(Stored data entries)
════════════════════

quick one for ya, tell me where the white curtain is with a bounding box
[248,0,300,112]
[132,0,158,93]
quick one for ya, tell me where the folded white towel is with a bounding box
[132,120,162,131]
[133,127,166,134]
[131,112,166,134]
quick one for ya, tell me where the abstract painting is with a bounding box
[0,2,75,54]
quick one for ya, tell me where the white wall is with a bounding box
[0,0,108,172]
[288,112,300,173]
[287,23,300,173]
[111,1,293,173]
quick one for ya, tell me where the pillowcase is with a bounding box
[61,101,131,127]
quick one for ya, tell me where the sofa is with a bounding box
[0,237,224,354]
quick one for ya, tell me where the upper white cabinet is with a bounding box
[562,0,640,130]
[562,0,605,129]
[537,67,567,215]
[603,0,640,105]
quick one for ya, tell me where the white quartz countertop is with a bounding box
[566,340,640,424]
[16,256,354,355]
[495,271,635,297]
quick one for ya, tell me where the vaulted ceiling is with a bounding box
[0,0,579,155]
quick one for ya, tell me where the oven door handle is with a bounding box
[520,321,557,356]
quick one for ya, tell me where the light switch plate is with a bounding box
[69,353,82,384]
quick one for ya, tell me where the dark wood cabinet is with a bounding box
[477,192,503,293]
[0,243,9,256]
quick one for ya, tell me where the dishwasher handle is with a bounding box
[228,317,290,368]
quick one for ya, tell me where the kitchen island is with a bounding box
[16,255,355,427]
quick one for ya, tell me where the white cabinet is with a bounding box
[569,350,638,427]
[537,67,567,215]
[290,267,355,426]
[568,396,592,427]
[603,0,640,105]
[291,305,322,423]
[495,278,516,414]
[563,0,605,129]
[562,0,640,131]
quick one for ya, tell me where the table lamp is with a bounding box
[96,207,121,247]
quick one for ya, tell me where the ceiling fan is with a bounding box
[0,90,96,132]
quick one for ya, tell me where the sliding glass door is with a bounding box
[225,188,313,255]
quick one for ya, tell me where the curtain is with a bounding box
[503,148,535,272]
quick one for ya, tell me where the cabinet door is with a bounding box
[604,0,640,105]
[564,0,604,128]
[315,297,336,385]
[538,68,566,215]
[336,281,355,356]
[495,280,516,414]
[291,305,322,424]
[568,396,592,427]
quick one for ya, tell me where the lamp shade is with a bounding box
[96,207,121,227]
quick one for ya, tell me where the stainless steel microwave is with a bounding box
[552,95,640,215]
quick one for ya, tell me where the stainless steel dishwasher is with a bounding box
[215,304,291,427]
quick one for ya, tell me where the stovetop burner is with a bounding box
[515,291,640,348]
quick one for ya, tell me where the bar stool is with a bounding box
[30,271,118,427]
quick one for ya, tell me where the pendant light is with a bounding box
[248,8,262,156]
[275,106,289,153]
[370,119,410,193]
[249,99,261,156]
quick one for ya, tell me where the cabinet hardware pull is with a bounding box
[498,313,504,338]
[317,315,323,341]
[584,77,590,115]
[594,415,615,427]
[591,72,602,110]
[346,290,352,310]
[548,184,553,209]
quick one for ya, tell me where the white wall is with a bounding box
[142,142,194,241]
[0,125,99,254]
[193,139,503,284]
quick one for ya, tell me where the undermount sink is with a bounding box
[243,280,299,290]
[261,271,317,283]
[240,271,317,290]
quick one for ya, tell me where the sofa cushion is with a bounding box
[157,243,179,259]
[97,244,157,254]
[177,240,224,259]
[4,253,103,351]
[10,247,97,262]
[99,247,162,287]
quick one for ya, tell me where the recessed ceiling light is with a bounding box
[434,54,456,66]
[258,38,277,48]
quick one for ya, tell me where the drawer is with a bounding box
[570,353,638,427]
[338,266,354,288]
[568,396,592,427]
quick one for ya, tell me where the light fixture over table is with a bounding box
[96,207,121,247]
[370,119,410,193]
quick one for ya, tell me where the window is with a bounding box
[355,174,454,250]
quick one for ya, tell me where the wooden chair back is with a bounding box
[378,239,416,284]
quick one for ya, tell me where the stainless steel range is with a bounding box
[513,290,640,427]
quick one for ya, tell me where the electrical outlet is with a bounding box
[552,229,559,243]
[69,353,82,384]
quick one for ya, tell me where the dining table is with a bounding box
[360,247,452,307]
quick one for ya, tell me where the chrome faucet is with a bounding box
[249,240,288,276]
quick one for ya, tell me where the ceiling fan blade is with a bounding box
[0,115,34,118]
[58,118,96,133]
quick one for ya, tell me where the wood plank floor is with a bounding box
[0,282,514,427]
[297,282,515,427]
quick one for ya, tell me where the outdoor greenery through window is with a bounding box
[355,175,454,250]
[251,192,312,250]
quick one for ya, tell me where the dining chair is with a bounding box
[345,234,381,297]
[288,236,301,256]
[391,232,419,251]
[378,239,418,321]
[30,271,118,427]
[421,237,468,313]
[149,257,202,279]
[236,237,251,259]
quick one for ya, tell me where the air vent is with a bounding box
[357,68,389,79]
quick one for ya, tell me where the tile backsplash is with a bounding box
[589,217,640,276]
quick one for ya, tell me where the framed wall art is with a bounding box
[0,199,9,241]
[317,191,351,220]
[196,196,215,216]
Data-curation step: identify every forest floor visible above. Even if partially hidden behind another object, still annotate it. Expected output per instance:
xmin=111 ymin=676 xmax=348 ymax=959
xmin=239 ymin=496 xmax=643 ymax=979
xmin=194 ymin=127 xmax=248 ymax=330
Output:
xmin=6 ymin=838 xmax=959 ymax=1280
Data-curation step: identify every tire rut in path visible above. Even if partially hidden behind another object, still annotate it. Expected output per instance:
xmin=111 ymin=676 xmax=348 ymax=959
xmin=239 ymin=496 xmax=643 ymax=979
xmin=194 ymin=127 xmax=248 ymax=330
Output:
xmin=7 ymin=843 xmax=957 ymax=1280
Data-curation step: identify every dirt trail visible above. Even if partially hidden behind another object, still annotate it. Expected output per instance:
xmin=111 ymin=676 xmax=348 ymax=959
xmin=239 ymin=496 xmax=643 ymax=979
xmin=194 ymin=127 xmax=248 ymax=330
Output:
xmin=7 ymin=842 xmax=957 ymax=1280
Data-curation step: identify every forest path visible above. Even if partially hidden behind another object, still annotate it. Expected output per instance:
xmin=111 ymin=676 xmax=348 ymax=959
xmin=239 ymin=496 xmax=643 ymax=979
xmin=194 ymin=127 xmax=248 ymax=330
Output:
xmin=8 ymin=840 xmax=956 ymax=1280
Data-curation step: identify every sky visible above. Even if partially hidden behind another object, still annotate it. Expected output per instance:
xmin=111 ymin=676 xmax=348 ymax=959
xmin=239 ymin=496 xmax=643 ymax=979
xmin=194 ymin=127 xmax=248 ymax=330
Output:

════════════════════

• Work to complete: Determine how many lines above contain "path" as a word or string. Give the number alone.

• Answer to this exercise: 2